TASK TO CARRY OUT. Report every line in the listing below where the string "football" shows up.

MATERIAL SUPPLIED.
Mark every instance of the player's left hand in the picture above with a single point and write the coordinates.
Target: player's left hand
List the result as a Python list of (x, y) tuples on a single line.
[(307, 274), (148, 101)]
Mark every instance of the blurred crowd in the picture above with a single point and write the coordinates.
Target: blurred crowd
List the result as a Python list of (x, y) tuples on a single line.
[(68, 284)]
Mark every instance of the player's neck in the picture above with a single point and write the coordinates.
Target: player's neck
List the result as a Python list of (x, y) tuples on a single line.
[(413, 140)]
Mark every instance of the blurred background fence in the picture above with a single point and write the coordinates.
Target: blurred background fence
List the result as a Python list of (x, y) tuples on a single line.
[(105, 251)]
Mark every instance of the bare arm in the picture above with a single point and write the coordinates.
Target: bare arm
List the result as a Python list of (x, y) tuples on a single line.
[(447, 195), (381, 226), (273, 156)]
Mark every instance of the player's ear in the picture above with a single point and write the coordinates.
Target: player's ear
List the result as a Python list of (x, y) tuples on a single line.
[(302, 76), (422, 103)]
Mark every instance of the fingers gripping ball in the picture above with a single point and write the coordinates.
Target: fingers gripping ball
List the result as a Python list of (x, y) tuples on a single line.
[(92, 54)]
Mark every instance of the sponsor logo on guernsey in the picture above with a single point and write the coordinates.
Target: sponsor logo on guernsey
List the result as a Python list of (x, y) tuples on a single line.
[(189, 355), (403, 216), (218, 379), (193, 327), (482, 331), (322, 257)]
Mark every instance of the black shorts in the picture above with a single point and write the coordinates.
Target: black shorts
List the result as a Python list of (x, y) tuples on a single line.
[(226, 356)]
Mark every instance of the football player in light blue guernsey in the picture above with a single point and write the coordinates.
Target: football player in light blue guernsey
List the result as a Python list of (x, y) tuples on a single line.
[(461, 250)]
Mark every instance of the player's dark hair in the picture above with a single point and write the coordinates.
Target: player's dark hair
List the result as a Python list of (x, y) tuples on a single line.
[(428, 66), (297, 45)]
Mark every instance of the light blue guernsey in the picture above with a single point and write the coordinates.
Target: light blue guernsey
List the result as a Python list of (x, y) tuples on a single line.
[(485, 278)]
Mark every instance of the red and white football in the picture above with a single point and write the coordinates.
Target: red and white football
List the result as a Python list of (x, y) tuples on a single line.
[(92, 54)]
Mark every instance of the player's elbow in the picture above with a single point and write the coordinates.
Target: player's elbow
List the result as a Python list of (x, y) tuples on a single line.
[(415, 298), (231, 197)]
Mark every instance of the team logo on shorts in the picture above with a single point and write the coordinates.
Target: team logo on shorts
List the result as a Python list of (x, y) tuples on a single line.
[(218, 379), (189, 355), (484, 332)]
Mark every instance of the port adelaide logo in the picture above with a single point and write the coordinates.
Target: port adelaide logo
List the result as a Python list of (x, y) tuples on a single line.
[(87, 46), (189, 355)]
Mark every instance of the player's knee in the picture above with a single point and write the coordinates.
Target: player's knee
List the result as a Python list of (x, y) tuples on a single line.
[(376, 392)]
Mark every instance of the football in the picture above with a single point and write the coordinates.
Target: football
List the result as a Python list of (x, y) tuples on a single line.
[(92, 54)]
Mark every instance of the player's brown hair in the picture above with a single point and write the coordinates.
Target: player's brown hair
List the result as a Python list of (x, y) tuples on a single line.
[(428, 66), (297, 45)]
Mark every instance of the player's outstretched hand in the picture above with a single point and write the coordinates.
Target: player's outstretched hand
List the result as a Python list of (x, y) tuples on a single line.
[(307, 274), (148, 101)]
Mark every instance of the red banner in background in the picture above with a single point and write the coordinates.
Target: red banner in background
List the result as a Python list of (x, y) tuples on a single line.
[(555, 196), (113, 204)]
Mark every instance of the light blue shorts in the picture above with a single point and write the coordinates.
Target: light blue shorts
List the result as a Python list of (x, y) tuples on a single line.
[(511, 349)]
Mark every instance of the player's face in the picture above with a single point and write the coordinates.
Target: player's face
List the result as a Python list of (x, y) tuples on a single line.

TASK ANSWER.
Mark every instance of the football player in light blue guernsey in the picture above with a single point and write the coordinates.
Target: football player in light blue guernsey
Mark every instance of the red and white football in the picture above with a single point and write the coordinates.
Target: red and white football
Mark every instance of the football in the picture above with a single point and write the coordinates.
Target: football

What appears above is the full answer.